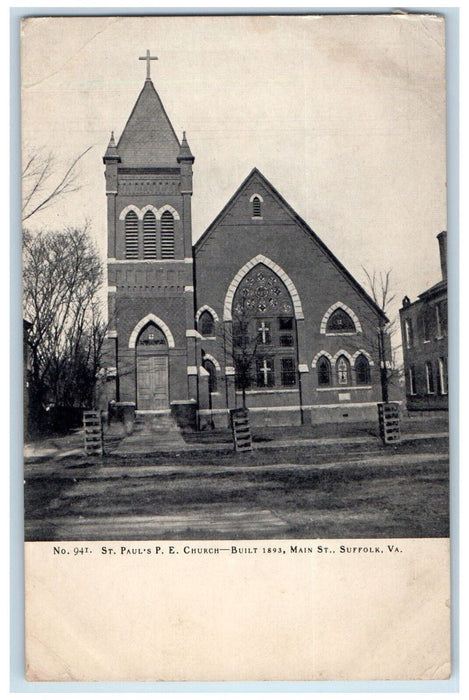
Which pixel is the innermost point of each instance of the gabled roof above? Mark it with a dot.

==

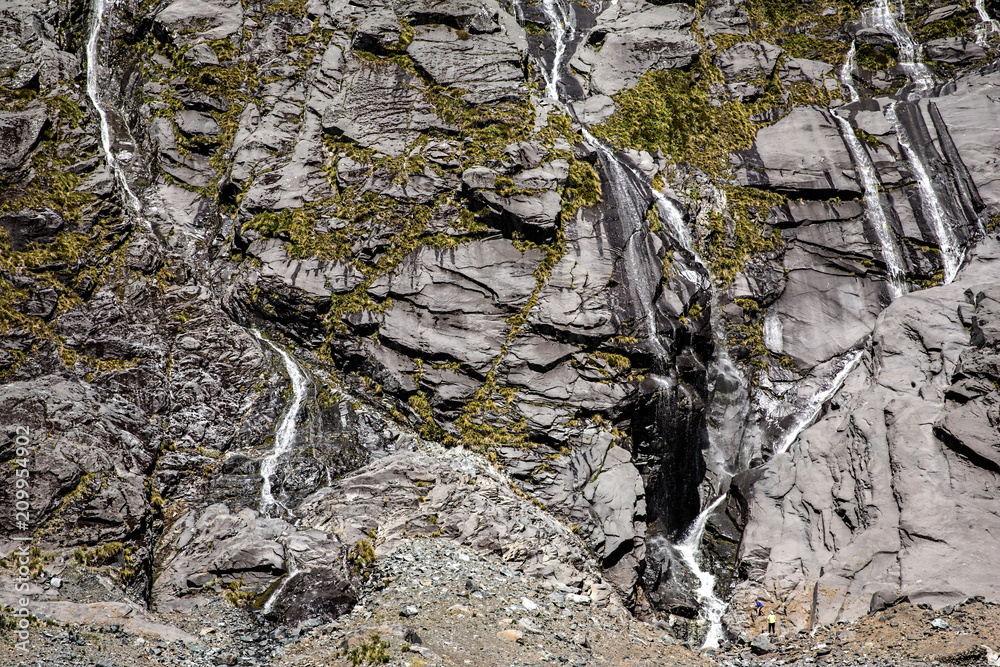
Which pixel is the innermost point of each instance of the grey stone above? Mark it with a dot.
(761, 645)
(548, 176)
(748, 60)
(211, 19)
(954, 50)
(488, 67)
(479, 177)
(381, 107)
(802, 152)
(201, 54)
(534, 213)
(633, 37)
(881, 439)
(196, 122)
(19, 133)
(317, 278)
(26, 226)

(Written request) List every line above that contains the word "Mark". Case counts.

(Solution to this problem)
Which pixel is the innermost point of each instance of the gabled roof above? Mark it with a dot.
Which pixel is the innermost point of each instance of the grey stone above? Mark it with a dot.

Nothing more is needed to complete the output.